To be done:
Rewrite the stretch of the listing below from the line containing "Could you point to the wet sand" through the end of the listing, keeping every request line. Shift each coordinate in the answers by adding 124 to both numbers.

Extracted entries:
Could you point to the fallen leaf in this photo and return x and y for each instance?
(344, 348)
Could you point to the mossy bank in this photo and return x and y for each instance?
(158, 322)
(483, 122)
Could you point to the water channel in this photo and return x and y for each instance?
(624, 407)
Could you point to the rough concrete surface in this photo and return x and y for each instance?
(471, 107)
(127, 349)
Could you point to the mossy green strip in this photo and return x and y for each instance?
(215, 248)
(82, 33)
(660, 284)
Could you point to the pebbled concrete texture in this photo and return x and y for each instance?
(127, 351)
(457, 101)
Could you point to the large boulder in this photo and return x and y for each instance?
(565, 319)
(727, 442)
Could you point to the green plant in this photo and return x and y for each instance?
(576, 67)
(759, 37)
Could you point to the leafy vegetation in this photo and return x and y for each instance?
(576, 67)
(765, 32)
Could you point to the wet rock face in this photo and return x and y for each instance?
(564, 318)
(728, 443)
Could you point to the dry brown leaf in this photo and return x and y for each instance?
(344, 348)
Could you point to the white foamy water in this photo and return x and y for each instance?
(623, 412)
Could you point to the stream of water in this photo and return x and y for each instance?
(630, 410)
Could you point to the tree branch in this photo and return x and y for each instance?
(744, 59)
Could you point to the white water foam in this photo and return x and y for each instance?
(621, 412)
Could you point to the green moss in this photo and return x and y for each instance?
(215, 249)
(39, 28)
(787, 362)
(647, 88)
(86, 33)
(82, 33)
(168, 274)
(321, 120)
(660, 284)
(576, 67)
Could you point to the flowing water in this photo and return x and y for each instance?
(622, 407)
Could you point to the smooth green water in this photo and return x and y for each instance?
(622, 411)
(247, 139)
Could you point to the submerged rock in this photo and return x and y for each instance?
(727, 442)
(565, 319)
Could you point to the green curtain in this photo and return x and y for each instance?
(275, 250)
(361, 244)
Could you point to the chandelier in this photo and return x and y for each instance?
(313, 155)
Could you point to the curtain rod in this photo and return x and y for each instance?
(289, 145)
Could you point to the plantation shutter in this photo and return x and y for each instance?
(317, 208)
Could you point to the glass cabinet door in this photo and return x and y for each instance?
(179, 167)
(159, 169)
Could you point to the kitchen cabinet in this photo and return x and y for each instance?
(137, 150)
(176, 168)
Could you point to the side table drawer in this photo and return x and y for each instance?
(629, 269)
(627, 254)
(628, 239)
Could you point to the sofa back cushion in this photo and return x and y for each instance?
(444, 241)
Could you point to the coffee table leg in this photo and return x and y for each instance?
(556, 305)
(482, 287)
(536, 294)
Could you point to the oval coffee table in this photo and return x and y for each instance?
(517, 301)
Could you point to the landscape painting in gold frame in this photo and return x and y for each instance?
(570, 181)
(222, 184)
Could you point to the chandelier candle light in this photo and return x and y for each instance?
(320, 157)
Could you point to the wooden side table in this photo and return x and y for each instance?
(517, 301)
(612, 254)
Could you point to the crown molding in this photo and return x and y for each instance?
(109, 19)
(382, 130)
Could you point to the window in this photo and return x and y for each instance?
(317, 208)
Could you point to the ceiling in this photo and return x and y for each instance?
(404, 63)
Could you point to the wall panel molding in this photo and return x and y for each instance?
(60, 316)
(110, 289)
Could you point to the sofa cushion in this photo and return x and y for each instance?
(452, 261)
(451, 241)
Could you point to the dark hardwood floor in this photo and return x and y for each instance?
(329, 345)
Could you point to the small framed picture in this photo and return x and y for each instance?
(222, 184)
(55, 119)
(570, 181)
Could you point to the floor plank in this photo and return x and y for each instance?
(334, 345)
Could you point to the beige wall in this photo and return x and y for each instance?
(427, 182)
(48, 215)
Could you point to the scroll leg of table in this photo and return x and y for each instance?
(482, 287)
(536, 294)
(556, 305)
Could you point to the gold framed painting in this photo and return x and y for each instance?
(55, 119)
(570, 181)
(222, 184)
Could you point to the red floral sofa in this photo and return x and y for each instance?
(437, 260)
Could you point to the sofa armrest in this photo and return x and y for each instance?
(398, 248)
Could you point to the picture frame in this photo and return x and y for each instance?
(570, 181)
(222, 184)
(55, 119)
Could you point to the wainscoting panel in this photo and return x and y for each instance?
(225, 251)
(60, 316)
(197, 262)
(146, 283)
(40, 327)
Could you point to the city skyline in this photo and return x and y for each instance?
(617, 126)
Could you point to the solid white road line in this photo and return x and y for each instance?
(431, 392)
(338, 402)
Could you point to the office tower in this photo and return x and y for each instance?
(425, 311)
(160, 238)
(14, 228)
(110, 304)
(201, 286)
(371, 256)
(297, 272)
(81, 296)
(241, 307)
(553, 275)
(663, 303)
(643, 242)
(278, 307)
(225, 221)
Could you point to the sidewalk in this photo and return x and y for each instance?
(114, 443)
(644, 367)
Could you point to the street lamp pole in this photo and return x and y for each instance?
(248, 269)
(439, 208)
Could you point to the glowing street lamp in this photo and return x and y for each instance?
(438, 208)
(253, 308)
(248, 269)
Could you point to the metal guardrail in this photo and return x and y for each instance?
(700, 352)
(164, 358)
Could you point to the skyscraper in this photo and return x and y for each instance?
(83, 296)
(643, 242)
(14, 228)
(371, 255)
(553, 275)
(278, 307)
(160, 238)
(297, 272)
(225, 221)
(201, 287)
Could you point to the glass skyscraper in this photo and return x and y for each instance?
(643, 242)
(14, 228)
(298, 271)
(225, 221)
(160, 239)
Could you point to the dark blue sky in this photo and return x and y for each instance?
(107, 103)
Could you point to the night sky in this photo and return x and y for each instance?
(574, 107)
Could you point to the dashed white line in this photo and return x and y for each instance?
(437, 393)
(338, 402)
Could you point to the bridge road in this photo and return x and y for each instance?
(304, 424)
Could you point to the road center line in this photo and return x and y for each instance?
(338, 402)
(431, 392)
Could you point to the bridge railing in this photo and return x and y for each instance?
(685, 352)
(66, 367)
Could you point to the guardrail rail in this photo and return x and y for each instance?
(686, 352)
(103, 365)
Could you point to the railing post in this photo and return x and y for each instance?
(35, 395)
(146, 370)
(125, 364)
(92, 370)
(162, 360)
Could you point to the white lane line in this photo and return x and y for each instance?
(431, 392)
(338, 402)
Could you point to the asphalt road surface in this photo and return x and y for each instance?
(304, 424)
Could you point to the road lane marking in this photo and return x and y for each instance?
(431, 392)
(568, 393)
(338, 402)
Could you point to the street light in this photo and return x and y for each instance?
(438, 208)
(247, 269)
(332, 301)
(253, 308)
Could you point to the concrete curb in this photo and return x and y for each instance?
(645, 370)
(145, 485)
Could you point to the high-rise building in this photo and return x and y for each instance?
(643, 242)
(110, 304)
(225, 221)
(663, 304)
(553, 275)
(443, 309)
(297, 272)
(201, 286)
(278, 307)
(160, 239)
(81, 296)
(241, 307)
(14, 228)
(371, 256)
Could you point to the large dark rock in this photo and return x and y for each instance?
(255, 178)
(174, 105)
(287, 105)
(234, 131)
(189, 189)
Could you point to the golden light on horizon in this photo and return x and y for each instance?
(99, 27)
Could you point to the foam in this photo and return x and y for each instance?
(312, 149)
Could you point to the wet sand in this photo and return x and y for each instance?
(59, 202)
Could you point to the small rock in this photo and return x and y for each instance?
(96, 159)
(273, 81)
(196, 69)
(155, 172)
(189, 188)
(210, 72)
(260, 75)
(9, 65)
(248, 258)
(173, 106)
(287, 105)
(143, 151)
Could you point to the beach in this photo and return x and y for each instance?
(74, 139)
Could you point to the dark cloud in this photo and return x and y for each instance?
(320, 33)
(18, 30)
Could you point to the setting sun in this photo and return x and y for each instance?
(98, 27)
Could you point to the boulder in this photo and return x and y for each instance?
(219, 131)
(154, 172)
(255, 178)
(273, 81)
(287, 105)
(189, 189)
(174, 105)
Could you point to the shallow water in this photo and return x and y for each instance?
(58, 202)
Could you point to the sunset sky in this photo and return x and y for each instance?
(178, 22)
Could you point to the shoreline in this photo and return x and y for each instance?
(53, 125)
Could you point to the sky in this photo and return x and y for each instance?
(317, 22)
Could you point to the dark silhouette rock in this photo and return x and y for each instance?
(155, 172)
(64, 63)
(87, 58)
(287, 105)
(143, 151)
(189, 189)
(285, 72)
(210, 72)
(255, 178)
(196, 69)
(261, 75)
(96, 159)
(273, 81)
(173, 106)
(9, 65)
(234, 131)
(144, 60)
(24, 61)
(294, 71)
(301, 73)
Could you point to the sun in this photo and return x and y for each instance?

Full output:
Could you point to the wet sand in this photo and return x and y for each instance?
(183, 326)
Could you point to the small rock in this photo and return x and y for each instance?
(220, 283)
(397, 205)
(320, 193)
(279, 296)
(313, 312)
(334, 196)
(384, 199)
(133, 189)
(372, 382)
(297, 230)
(411, 229)
(267, 275)
Could you point to the beach in this photo and return x and y for each instance?
(198, 263)
Could you point to the dark cloud in this photo and return x and y for each instance?
(444, 157)
(142, 154)
Could you point to the setting sun in this photo and return x and y for each instance?
(222, 151)
Could you point to the boulder in this photo and return x and y for each instance?
(343, 255)
(278, 296)
(379, 302)
(397, 205)
(411, 229)
(313, 313)
(298, 229)
Could you point to the shallow water in this photo and return x and y for each instance?
(182, 326)
Could you point to the sunset sky in this photo and return x and y for each instance?
(302, 146)
Could you point to the shoreline in this photo and return x and y for each instance?
(177, 249)
Could you point to the sky in this photo and return x and y for each instance?
(441, 146)
Could you point to the dark silhouette rock in this photo and return x and y for each instance?
(279, 296)
(188, 187)
(211, 182)
(411, 229)
(267, 275)
(313, 313)
(409, 196)
(334, 196)
(379, 302)
(320, 193)
(385, 199)
(220, 283)
(397, 205)
(297, 230)
(133, 189)
(358, 255)
(268, 184)
(148, 185)
(418, 195)
(425, 197)
Could you point to the sun in this photo and return x and y for each instance?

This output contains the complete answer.